◆ **Required action**
Lines with the string "server" must each be copied from the listing.

◆ **Records for the exercise**
####

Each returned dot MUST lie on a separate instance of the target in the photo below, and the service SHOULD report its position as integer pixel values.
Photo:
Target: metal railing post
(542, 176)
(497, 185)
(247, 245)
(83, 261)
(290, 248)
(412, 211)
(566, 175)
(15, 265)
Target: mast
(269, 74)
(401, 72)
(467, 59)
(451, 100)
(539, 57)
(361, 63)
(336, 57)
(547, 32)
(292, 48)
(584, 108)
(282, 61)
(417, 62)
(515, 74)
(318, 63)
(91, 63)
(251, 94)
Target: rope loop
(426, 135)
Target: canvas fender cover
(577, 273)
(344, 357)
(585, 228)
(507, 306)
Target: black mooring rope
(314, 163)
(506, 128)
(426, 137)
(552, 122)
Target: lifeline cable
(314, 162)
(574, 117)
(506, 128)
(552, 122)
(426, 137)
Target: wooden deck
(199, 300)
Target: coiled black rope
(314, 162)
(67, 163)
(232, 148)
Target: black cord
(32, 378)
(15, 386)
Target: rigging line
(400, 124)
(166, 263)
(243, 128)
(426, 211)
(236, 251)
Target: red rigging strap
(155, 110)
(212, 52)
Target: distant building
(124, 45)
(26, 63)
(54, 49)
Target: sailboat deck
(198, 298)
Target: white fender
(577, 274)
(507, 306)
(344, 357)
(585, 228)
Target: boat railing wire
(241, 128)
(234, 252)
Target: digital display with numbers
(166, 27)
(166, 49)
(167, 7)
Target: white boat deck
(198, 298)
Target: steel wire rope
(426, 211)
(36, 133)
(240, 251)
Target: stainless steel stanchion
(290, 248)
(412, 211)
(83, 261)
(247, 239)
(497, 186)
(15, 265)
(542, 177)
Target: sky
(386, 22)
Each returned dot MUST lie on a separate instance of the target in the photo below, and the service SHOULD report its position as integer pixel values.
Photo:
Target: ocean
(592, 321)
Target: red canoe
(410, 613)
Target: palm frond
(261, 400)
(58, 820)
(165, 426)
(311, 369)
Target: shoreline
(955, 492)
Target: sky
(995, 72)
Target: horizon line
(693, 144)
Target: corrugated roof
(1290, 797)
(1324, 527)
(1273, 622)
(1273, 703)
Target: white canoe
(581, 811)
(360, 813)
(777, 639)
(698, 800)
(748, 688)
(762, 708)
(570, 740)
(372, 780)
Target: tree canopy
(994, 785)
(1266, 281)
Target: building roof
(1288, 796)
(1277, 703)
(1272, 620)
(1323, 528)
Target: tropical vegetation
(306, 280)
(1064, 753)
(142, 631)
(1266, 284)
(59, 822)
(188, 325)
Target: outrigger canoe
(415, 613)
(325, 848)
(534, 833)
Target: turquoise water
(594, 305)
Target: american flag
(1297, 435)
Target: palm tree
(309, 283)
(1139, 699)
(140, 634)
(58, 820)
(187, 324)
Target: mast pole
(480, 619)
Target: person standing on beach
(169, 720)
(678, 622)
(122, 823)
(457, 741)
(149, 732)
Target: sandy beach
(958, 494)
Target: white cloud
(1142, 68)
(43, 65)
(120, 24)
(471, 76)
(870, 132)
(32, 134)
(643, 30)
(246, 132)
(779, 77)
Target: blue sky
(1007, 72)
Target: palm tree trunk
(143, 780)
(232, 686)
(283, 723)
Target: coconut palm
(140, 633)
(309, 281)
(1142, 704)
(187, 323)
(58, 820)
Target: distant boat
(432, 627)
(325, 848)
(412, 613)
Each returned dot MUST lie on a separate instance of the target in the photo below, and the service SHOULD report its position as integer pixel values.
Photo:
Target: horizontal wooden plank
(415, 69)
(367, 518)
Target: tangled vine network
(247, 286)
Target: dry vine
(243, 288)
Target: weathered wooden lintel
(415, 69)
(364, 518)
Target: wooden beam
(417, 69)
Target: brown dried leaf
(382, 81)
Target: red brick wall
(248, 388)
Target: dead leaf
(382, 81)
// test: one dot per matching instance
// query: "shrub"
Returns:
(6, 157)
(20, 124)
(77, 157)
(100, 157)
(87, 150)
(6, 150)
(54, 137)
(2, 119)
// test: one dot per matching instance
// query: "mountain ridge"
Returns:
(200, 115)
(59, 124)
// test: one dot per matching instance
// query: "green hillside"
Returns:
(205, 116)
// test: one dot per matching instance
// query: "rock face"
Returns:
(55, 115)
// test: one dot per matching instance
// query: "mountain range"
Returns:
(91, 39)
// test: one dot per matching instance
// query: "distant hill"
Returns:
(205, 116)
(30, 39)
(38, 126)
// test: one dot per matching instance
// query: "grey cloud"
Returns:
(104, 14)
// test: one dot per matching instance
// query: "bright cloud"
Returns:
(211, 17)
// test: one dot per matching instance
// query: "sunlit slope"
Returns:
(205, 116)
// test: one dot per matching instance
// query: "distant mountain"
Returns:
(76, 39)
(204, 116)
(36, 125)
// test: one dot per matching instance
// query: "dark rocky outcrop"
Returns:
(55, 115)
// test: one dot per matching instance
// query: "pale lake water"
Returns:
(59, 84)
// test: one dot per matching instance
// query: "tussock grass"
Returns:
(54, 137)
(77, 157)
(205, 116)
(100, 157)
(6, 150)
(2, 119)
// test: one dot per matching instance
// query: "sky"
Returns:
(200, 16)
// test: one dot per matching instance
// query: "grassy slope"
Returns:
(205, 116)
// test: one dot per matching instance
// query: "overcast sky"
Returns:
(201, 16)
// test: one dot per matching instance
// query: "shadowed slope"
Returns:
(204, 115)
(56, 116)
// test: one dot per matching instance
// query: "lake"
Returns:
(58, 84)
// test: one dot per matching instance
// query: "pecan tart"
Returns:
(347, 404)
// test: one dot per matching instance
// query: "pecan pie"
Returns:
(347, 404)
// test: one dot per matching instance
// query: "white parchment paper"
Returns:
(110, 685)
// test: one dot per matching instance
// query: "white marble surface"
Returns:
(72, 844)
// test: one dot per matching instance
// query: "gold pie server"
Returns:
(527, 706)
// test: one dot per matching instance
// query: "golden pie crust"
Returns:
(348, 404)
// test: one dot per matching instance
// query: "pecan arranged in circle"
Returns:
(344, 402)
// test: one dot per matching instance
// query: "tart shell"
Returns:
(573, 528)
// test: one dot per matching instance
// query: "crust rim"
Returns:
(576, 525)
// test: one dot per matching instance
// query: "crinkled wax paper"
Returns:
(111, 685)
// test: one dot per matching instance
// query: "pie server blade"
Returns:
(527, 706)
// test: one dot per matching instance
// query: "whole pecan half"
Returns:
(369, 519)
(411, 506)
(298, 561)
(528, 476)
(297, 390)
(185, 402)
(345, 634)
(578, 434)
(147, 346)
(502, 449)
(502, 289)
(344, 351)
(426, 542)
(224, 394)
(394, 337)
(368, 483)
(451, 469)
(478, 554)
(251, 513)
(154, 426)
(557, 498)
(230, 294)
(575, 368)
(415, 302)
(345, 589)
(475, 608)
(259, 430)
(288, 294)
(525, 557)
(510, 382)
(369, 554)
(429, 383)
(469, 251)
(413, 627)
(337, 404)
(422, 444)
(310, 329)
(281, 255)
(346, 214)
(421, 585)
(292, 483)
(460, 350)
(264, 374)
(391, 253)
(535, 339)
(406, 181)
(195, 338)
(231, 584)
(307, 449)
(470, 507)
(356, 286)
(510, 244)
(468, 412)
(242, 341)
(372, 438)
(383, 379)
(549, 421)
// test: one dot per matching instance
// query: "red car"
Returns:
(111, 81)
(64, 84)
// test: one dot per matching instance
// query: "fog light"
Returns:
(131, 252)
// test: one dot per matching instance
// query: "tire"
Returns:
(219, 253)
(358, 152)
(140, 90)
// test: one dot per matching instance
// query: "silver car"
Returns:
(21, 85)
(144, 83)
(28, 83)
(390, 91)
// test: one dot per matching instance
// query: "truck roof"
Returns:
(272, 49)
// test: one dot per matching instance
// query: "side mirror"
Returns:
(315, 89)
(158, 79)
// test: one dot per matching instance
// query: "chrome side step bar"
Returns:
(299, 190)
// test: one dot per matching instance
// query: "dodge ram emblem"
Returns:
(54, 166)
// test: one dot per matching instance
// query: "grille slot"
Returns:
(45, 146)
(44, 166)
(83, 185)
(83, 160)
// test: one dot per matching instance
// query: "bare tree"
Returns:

####

◆ **Task solution**
// query: "gold pie server"
// query: "pie server blade"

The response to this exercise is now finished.